** START EXCERPT **

1998 NAPA Autocare 500
- The 1998 NAPA Autocare 500 program cover.
- Date: September 27, 1998
- Location: Ridgeway, Virginia, Martinsville Speedway
- Course: Permanent racing facility
- Course length: 0.526 miles (0.847 km)
- Distance: 500 laps, 263 mi (423.257 km)
- Average speed: 73.35 miles per hour (118.05 km/h)

Pole position
- Driver: Ernie Irvan; / MB2 Motorsports
- Time: 20.229

Most laps led
- Driver: Sterling Marlin / Team SABCO
- Laps: 231

Winner
- No. 10: Ricky Rudd / Rudd Performance Motorsports

Television in the United States
- Network: ESPN
- Announcers: Bob Jenkins, Ned Jarrett, Benny Parsons

Radio in the United States
- Radio: Motor Racing Network

= 1998 NAPA Autocare 500 =

27th race of the 1998 NASCAR Winston Cup Series

The 1998 NAPA Autocare 500 was the 27th stock car race of the 1998 NASCAR Winston Cup Series season and the 50th iteration of the event. The race was held on Sunday, September 27, 1998, in Martinsville, Virginia at Martinsville Speedway, a 0.526 mi permanent oval-shaped short track. The race took the scheduled 500 laps to complete. Battling immense heat, Rudd Performance Motorsports driver Ricky Rudd would manage to dominate the late stages of the race to take his 20th career NASCAR Winston Cup Series victory and his only victory of the season. To fill out the podium, Hendrick Motorsports driver Jeff Gordon and Roush Racing driver Mark Martin would finish second and third, respectively.

** END EXCERPT **
** START GIVEN DATA **

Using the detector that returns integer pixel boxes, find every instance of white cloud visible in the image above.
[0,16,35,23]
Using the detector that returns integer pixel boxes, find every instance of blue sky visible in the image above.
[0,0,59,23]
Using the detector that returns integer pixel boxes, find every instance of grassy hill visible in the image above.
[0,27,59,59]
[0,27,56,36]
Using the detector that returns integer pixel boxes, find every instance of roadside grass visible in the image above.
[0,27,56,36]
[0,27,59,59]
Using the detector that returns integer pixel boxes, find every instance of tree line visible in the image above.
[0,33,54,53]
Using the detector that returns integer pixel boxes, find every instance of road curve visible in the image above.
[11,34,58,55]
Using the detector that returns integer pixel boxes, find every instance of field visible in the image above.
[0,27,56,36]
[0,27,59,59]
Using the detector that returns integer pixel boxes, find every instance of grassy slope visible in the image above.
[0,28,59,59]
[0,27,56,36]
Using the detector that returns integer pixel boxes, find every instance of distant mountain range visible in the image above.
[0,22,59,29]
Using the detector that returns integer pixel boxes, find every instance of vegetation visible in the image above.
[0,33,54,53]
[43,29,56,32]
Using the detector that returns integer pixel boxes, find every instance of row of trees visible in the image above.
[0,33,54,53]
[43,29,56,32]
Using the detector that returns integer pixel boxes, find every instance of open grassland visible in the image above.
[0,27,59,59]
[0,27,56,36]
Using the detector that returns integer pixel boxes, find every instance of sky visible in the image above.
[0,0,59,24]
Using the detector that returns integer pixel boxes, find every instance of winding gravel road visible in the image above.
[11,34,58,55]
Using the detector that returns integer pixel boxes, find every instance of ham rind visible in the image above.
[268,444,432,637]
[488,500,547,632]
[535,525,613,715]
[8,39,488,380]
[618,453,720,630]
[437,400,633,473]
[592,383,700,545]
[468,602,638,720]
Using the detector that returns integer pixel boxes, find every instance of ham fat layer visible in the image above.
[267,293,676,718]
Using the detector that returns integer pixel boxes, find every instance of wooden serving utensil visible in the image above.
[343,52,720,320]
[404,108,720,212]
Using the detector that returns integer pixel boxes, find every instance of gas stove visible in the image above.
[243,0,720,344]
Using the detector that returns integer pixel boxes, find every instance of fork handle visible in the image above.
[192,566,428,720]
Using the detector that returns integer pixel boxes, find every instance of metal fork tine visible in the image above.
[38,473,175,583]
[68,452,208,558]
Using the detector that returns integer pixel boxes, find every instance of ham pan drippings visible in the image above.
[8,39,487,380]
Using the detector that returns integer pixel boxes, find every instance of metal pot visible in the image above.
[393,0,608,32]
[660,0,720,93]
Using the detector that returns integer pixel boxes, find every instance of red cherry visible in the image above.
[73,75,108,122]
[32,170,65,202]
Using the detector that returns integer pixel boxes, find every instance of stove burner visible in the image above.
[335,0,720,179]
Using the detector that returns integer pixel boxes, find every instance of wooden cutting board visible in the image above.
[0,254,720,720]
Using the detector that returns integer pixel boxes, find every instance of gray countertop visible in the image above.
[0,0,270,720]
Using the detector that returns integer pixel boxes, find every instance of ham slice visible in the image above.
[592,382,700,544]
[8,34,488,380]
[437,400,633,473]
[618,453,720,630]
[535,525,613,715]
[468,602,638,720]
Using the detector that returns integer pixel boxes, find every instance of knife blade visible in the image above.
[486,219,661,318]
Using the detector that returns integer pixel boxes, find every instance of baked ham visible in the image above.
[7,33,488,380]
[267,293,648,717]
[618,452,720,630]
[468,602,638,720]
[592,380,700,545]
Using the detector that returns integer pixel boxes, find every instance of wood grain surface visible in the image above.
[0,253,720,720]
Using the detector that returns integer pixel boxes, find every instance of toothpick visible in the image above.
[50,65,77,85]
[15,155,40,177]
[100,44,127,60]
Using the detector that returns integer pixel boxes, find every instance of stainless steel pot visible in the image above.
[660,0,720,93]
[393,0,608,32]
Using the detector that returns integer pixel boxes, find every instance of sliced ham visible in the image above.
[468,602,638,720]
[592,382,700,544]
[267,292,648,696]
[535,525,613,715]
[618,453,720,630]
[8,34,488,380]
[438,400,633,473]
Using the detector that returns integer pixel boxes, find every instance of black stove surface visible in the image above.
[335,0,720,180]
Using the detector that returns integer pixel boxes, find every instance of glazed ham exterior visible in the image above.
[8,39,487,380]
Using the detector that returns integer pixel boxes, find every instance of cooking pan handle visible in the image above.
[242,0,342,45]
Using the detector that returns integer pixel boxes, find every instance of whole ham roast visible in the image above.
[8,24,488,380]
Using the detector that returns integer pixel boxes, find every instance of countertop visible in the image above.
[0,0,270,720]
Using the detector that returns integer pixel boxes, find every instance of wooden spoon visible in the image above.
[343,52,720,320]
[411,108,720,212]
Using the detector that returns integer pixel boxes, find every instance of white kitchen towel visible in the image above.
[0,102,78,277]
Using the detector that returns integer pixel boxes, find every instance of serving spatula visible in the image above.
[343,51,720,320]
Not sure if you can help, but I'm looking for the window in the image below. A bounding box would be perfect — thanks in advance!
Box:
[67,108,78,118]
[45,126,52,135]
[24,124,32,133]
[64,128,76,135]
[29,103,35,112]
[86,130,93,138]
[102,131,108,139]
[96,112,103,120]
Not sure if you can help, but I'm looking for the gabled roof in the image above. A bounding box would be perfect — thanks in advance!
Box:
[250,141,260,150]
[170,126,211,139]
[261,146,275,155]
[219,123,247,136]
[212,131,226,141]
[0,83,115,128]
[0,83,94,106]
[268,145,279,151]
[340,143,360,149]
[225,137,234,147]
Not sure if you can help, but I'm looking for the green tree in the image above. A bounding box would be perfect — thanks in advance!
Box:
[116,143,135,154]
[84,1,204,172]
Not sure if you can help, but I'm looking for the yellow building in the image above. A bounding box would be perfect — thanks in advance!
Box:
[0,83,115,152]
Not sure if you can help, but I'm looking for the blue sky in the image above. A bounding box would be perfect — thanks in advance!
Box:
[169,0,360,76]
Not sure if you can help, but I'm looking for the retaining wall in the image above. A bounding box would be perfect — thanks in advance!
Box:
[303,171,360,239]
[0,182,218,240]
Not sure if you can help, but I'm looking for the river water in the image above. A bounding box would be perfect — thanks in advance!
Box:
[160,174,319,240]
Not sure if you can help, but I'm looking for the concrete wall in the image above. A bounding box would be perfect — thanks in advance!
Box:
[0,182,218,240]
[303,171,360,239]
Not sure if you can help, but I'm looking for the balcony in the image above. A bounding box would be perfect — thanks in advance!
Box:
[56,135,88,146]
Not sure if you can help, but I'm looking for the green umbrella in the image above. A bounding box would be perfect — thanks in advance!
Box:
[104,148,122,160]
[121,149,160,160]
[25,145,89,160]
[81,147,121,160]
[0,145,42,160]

** END GIVEN DATA **

§ **CHALLENGES**:
(a) Using the race article, explain in one to three sentences why the race distance comes to 263 miles.
(b) Please retype the stretch of the records from the line that contains "road visible in the image above." through the line that contains "[267,293,676,718]", including both of those lines, with no changes.

§ **REPLIES**:
(a) The race ran its scheduled 500 laps at Martinsville Speedway, a 0.526-mile oval. Five hundred laps of 0.526 miles each add up to 263 miles.

(b)
Using the detector that returns integer pixel boxes, find every instance of winding gravel road visible in the image above.
[11,34,58,55]
Using the detector that returns integer pixel boxes, find every instance of ham rind visible in the image above.
[268,444,432,637]
[488,500,547,632]
[535,525,613,715]
[8,39,488,380]
[618,453,720,630]
[437,400,633,473]
[592,383,700,545]
[468,602,638,720]
Using the detector that returns integer pixel boxes, find every instance of ham fat layer visible in the image above.
[267,293,676,718]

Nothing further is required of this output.